WHAT YOU SHOULD DO: Return the records exactly as they stand, and keep the pictures out of the copy.

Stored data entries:
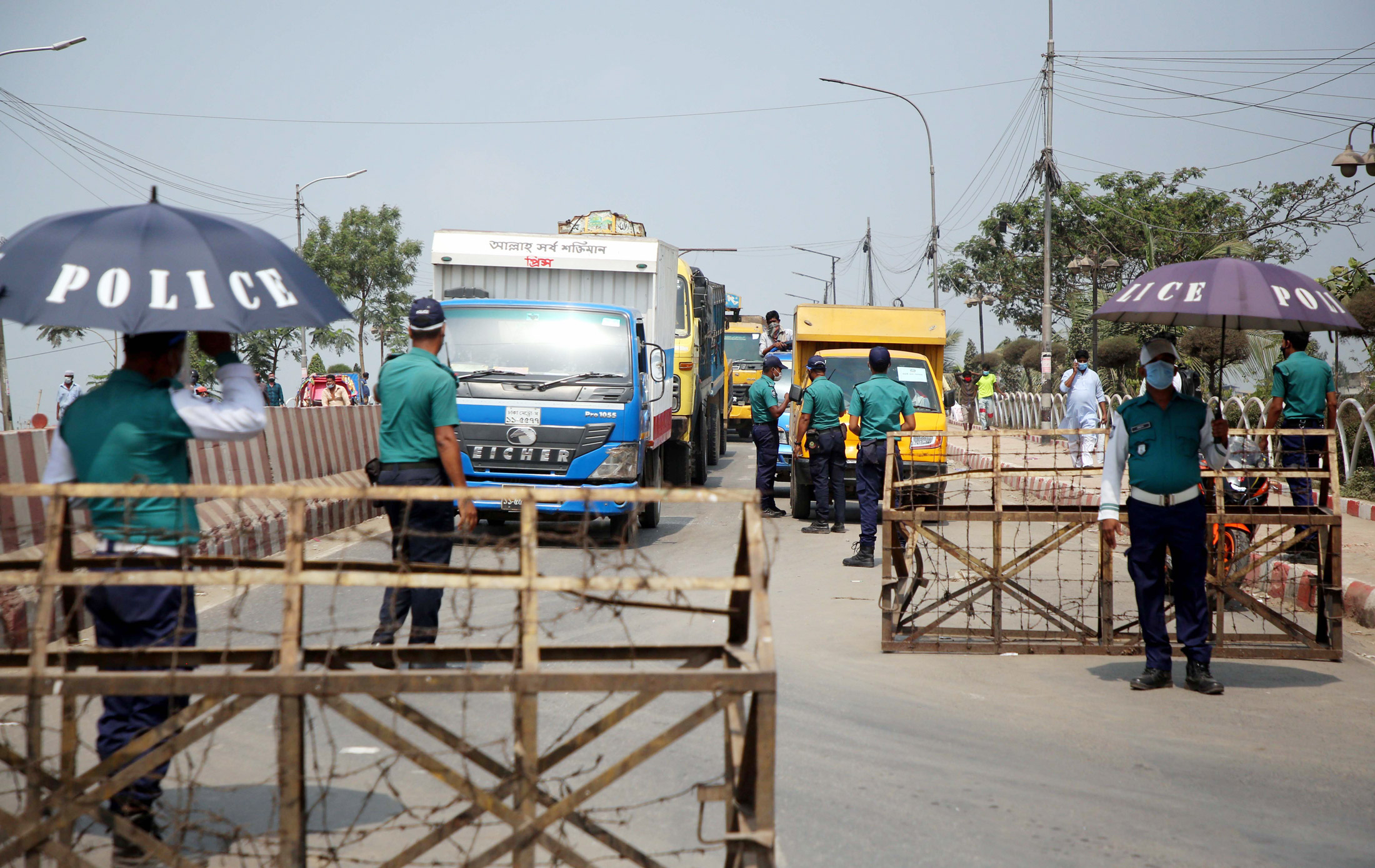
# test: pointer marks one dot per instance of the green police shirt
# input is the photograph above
(762, 397)
(418, 394)
(1304, 383)
(826, 402)
(881, 404)
(127, 431)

RESPONSE TO THE TASK:
# test: pointer marks one dot per instance of the green police shirt
# input is the photograph above
(762, 397)
(418, 394)
(1304, 383)
(826, 402)
(881, 404)
(127, 431)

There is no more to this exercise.